» **TASK OBJECTIVE**
The reply should be an exact transcription of every record.

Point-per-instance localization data

^^^^

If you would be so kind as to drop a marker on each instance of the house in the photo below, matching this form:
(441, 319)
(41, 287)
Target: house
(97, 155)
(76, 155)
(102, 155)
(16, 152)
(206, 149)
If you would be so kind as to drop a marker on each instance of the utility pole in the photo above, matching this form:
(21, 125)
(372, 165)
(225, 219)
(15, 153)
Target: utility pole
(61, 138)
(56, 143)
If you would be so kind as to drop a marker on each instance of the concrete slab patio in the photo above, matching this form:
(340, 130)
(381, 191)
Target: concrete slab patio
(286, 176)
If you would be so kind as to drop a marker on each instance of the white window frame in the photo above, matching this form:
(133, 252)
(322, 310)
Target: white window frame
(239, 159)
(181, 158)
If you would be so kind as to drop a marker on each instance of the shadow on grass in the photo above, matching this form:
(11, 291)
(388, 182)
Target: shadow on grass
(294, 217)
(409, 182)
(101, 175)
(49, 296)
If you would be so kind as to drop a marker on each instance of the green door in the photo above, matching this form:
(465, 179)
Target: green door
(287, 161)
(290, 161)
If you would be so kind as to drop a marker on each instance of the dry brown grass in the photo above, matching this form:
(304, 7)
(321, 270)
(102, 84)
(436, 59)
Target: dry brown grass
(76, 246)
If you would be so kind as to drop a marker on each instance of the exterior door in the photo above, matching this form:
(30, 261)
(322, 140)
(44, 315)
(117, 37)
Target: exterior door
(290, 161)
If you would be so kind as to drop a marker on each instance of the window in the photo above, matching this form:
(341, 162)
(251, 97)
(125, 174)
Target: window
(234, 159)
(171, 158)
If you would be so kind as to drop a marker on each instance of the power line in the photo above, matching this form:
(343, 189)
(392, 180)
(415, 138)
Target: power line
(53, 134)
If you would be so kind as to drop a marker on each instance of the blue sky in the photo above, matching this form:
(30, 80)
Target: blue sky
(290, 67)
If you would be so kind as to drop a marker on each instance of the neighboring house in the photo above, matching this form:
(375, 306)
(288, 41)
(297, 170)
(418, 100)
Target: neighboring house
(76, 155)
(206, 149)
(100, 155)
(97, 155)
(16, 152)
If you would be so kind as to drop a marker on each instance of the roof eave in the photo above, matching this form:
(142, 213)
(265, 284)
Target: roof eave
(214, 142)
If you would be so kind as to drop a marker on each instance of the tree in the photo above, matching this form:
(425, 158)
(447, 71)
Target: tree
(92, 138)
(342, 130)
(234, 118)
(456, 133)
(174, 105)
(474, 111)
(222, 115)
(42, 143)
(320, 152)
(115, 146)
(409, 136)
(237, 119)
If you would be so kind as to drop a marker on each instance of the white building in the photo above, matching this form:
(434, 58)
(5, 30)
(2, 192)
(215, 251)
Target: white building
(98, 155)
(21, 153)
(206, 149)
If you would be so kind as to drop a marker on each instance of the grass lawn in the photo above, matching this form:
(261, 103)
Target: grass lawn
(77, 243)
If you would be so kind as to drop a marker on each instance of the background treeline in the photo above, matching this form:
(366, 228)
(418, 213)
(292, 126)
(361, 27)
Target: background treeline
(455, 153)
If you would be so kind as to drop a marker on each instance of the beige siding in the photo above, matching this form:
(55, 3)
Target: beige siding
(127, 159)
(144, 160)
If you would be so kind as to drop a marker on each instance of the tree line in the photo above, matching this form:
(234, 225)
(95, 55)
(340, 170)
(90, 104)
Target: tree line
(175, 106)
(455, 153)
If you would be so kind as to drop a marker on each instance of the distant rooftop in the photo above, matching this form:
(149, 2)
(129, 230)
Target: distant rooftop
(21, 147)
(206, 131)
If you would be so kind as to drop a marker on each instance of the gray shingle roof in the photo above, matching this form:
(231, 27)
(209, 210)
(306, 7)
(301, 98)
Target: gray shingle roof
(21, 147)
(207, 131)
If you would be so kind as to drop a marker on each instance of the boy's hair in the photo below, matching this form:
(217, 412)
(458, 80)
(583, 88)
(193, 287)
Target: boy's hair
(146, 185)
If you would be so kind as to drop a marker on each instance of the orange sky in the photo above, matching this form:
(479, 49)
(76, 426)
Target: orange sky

^^^^

» **SOLUTION FOR THIS PROBLEM**
If you would be so kind as to drop a marker on each instance of the house in the photo below, matching this form:
(441, 319)
(41, 287)
Target: house
(97, 155)
(76, 155)
(102, 155)
(16, 152)
(206, 149)
If you would be so kind as to drop a marker on each instance of the utility pole in the photo above, matching this form:
(21, 125)
(372, 165)
(225, 219)
(15, 153)
Target: utility pole
(61, 138)
(56, 143)
If you would be so kind as to drop a marker on each instance of the concrete slab patio in the photo above, matching this form:
(340, 130)
(381, 191)
Target: concrete slab patio
(286, 176)
If you would be so kind as to drop a marker on each instance of the white window frame in the photo above, matching this form:
(133, 252)
(322, 310)
Target: white window frame
(239, 159)
(181, 158)
If you would be so kind as to drop a marker on each instance of the shadow on grass in the photo above, matching this form:
(11, 291)
(388, 182)
Target: shadow on grass
(294, 217)
(409, 182)
(101, 175)
(49, 296)
If you would be so kind as to drop a marker on each instance of the green door in the photo above, matching this form:
(465, 179)
Target: green door
(287, 161)
(290, 161)
If you would be so kind as to drop a marker on each instance of the dry brown grass in the photo above, matching this form:
(304, 7)
(321, 270)
(102, 84)
(436, 59)
Target: dry brown grass
(76, 246)
If you would be so kind as to drop a marker on each instance of the exterior door in the photo above, matching this form:
(30, 261)
(322, 140)
(44, 315)
(117, 37)
Target: exterior door
(290, 161)
If you would be so kind as to drop a marker on each instance of the window in the photo above, matching this form:
(341, 162)
(251, 97)
(125, 174)
Target: window
(234, 159)
(171, 158)
If you would be so kind as to drop a marker on each instance of the power line in the photo above, matching this form:
(343, 189)
(392, 180)
(415, 138)
Target: power line
(53, 134)
If you would be so kind as to drop a marker on each instance of the blue sky in the photo above, matching this form:
(30, 80)
Target: blue sky
(290, 67)
If you would be so kind as to drop a marker on each instance of the neighboring house in the photo above, matching this form:
(375, 306)
(288, 41)
(297, 170)
(418, 100)
Target: neighboring house
(76, 155)
(206, 149)
(100, 155)
(97, 155)
(16, 152)
If you would be so kind as to drop a marker on each instance of the roof eave in the photo above, matching this form:
(142, 213)
(265, 284)
Target: roof eave
(214, 142)
If you would be so kind as to drop a marker on each instance of the tree in the photo above, matching this form:
(425, 158)
(447, 71)
Target: tree
(92, 138)
(342, 130)
(234, 118)
(456, 133)
(174, 105)
(474, 111)
(222, 115)
(42, 143)
(320, 152)
(115, 146)
(409, 136)
(237, 119)
If you would be so kind as to drop a marker on each instance of the white building in the photo above, matching this form:
(434, 58)
(5, 30)
(2, 192)
(215, 251)
Target: white building
(98, 155)
(21, 153)
(206, 149)
If you would be so kind as to drop a marker on each instance of the grass lawn in the photo above, matching this form:
(261, 103)
Target: grass lawn
(77, 243)
If you would be so kind as to drop a marker on each instance of the background treeline in the photo above, matching this form:
(366, 228)
(418, 213)
(292, 126)
(361, 27)
Target: background treeline
(455, 153)
If you would be so kind as to drop a marker on each instance of the beige siding in the photo above, matching this form:
(55, 3)
Target: beige siding
(127, 159)
(144, 160)
If you would be so kind as to drop a marker on each instance of the tree line in the photo above, matching this form:
(234, 225)
(95, 55)
(340, 170)
(90, 104)
Target: tree line
(175, 106)
(455, 153)
If you would be so kind as to drop a marker on each instance of the distant rooftop in the photo above, matching this form:
(149, 2)
(129, 230)
Target: distant rooftop
(21, 147)
(206, 131)
If you would be so kind as to drop a marker on each instance of the gray shingle roof in the photo above, matching this form:
(231, 27)
(209, 210)
(306, 7)
(301, 98)
Target: gray shingle roof
(21, 147)
(207, 131)
If you would be so kind as to drop a marker on each instance of the boy's hair in the photo below, matching this form:
(217, 412)
(458, 80)
(583, 88)
(193, 287)
Target: boy's hair
(146, 185)
If you would be so kind as to drop a marker on each instance of the orange sky in the photo above, matching this form:
(479, 49)
(76, 426)
Target: orange sky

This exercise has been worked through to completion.